All of lore.kernel.org
 help / color / mirror / Atom feed
From: "Paul E. McKenney" <paulmck@kernel.org>
To: "Theodore Y. Ts'o" <tytso@mit.edu>
Cc: Ext4 Developers List <linux-ext4@vger.kernel.org>,
	Suraj Jitindar Singh <surajjs@amazon.com>,
	Uladzislau Rezki <urezki@gmail.com>,
	Joel Fernandes <joel@joelfernandes.org>
Subject: Re: [PATCH RFC] ext4: fix potential race between online resizing and write operations
Date: Sun, 16 Feb 2020 04:12:46 -0800	[thread overview]
Message-ID: <20200216121246.GG2935@paulmck-ThinkPad-P72> (raw)
In-Reply-To: <20200215233817.GA670792@mit.edu>

On Sat, Feb 15, 2020 at 06:38:17PM -0500, Theodore Y. Ts'o wrote:
> This is a revision of a proposed patch[1] to fix a bug[2] to fix a
> reported crash caused by the fact that we are growing an array, it's
> possible for another process to try to dereference that array, get the
> old copy of the array, and then before it fetch an element of the
> array and use it, it could get reused for something else.

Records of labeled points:

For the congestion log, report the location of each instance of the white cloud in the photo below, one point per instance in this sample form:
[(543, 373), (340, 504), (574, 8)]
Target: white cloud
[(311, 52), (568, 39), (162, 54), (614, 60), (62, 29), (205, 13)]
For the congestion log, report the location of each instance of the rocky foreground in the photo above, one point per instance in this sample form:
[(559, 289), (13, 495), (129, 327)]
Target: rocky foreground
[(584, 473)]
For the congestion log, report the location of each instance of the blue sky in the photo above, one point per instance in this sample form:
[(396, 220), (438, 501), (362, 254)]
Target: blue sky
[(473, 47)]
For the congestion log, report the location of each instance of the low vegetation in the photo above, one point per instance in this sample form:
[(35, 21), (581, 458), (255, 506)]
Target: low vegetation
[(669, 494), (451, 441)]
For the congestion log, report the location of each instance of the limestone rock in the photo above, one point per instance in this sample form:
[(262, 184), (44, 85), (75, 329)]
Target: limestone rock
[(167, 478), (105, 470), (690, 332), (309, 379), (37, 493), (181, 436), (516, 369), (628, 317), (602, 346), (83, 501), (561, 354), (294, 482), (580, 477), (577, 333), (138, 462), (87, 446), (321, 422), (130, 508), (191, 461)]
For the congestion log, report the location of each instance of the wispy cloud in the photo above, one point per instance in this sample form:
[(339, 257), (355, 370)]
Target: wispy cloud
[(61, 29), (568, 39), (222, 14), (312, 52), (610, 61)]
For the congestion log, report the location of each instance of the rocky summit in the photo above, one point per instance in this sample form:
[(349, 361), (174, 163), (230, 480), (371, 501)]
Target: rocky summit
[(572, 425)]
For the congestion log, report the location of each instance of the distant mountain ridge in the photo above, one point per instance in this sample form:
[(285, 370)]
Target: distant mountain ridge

WHAT TO PRODUCE
Answer these questions about the mailing list message:
1. Who sent the message?
2. On what date did Theodore Y. Ts'o write the quoted passage?
3. According to the quoted passage, what is being grown?
The rows are separate material unrelated to the mailing list message.

OUTPUT FOR THIS EXERCISE
1. Paul E. McKenney
2. Saturday, February 15, 2020
3. An array